(Document section)
Sound and fury
Virginia bans mandatory health insurance. Does it matter?
IF AMERICAN constitutional law is a centuries-old struggle between Alexander Hamilton and Thomas Jefferson—between expansive and narrow views of federal power—Virginia’s general assembly struck a blow for Jefferson, its native son, on March 10th, when it became the first state legislature to ban mandatory health insurance, such as Barack Obama’s health plan insists everyone must have. The legislation, which states that Virginians can neither be required to have health insurance nor be penalised for not having it, passed both chambers of Virginia’s legislature with significant Democratic support—21 of the House’s 39 Democrats voted for it.
Idaho followed suit a week later. Arizona’s voters will decide whether to write such protections into the state’s constitution later this year. According to the American Legislative Exchange Council, a small-government advocacy group that drafted model anti-mandate legislation, similar measures are in the works in no fewer than 35 other states.
To supporters of Barack Obama’s health-care plan, these bills are nothing more than theatre. The constitution’s supremacy clause is clear: federal law trumps state law, and should congressional Democrats suddenly find their spines and pass the bill, a state could no more ban it than it could enact segregation or declare their citizens exempt from federal income tax.
But it is not just at the state level that Mr Obama’s plan faces opposition. Many opponents believe it breaches the constitution itself. They offer three main arguments. First is a broad challenge on states’ rights grounds, particularly with respect to health care. In Gonzales v Oregon, which concerned that state’s assisted-suicide law, the government argued that doctors who prescribe lethal doses of medication violate federal law. The Supreme Court rejected that, believing it would constitute “a radical shift of authority from states to the federal government to define general standards of medical practice in every locality.” Second, the Supreme Court has recognised a right to medical self-determination, notably finding it within the Fifth Amendment’s due-process clause. An individual mandate could violate that right by restricting choices of doctors or procedures.
The last and strongest argument concerns the government’s power to require the purchase of health insurance under the commerce clause. The non-partisan Congressional Research Service found this the most challenging constitutional question related to health-care reform, as the commerce clause, the clause in the constitution that allows the federal government to regulate trade between the states, has never before been used to require that citizens buy a good or service.
If the Supreme Court finds in favour of any one of these three arguments, the state laws become irrelevant; the individual mandate will have been invalidated at the federal level. If the constitutional challenges are unsuccessful, then the mandate becomes, by virtue of the supremacy clause, “the supreme Law of the Land and the Judges in every State shall be bound thereby, any Thing in the Constitution or Laws of any State to the Contrary notwithstanding.” Yet even if Virginia’s new law, and those of any states that follow its example, get struck down, they remain messages of anxiety and discontent with the sprawl and reach of Mr Obama’s health-care plan.
(End Document section)
(Records supplied)
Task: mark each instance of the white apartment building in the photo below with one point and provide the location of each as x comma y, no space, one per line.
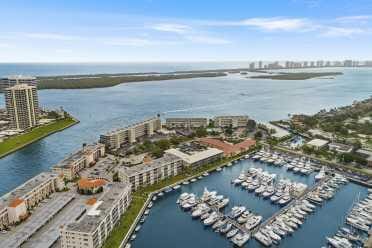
233,121
148,173
196,157
22,106
186,122
10,81
15,205
93,228
130,134
87,156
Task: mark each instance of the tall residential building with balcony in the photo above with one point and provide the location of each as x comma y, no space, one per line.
130,134
22,106
15,206
92,229
10,81
151,171
187,122
233,121
70,167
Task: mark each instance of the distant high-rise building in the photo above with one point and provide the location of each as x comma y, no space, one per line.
22,106
251,66
10,81
260,65
348,63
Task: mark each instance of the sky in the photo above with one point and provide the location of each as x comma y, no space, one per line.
184,30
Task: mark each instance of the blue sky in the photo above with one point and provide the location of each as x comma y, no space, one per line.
184,30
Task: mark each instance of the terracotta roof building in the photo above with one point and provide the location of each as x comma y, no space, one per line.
228,148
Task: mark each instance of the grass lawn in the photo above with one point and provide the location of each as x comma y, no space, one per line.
139,198
126,220
14,143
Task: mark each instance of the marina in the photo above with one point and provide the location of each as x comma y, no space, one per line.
322,218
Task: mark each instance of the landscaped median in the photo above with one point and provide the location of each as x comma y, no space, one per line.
14,143
139,198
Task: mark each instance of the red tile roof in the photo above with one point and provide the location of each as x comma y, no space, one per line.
16,202
90,183
227,148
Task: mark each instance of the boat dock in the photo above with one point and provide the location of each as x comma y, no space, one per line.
288,206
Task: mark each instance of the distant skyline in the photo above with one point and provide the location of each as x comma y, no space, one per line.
169,30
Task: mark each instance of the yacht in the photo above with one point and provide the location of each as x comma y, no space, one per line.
237,211
253,222
232,233
213,217
240,239
226,228
244,217
320,175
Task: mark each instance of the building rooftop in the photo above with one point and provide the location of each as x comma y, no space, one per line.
317,142
25,188
99,208
75,157
193,156
21,87
150,165
228,148
113,132
20,77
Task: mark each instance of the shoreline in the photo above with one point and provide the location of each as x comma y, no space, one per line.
46,134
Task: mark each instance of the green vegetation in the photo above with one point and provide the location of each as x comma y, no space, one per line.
126,220
16,142
139,198
109,80
297,75
157,148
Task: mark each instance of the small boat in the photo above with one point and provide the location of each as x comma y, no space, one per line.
240,239
226,228
232,233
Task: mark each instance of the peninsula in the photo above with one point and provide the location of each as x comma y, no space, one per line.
297,75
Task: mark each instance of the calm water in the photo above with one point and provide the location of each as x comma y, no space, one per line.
100,110
168,226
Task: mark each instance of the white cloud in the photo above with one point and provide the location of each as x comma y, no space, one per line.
207,40
342,31
172,28
268,24
52,36
277,23
357,18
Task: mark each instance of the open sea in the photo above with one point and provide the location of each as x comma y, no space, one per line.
100,110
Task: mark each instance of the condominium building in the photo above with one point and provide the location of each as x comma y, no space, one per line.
152,171
15,205
195,154
186,122
233,121
93,228
130,134
22,106
10,81
87,156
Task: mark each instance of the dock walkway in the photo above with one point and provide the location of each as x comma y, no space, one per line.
300,197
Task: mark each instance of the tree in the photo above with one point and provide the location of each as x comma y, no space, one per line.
251,125
258,135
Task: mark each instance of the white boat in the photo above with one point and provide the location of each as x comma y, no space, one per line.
232,233
320,175
213,217
237,211
263,239
253,222
240,239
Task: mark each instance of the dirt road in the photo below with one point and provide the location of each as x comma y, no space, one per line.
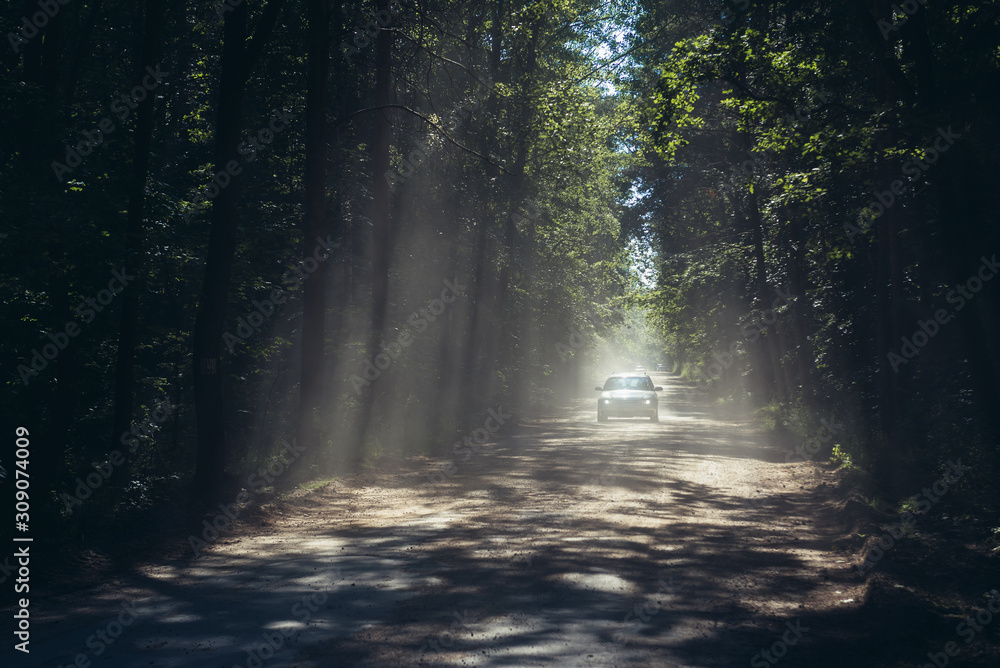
562,542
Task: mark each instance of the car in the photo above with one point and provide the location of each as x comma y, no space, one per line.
628,395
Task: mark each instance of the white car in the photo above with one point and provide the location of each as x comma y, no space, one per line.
628,395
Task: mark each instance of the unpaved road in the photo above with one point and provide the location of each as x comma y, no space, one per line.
563,542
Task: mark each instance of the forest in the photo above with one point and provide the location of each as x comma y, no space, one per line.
253,247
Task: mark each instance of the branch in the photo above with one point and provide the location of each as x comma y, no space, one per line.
429,122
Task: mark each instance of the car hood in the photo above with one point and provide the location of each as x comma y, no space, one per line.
628,394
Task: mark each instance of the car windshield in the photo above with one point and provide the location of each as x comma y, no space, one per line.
630,383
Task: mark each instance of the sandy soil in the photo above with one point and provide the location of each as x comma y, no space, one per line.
561,542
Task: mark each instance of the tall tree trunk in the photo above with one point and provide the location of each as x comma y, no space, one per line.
237,63
381,241
135,265
763,293
314,290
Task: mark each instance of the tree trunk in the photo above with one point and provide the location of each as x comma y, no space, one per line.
314,290
135,265
237,63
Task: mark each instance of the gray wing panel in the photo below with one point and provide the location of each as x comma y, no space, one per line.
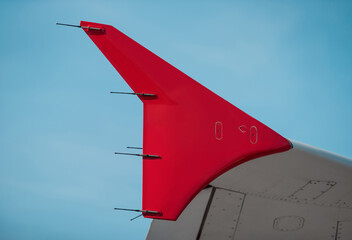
304,193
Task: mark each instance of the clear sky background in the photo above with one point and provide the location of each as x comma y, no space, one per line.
286,63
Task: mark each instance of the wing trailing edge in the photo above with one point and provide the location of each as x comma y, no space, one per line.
197,134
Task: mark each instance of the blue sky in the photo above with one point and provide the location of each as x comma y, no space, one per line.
286,63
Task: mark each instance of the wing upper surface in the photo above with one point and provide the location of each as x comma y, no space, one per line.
303,193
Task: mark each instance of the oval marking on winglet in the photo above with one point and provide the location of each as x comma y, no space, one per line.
218,130
243,128
253,134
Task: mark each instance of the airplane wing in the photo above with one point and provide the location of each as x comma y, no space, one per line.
303,193
228,175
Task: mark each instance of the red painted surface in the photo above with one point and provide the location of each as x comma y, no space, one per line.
179,126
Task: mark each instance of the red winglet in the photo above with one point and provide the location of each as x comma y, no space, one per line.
197,134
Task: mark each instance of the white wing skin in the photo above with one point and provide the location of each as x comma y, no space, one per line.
303,193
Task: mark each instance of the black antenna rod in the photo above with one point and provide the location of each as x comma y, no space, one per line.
136,217
137,210
79,26
140,94
134,147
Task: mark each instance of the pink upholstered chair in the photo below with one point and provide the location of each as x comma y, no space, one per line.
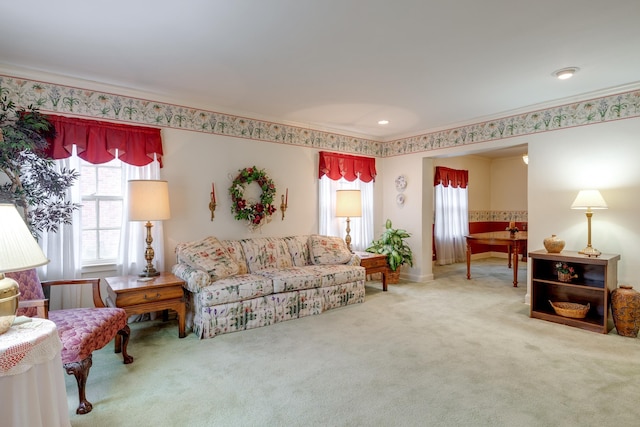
81,330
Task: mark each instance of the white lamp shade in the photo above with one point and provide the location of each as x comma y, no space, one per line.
18,249
589,199
148,200
348,203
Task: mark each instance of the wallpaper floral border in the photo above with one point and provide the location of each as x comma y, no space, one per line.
55,98
498,216
624,105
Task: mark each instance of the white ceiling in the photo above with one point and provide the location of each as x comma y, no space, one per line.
(End Records supplied)
Task item
Name every clause of the constitution that the article on Virginia's ban of mandatory health insurance mentions by name, in order of first appearance.

Exercise answer
The supremacy clause
The due-process clause (of the Fifth Amendment)
The commerce clause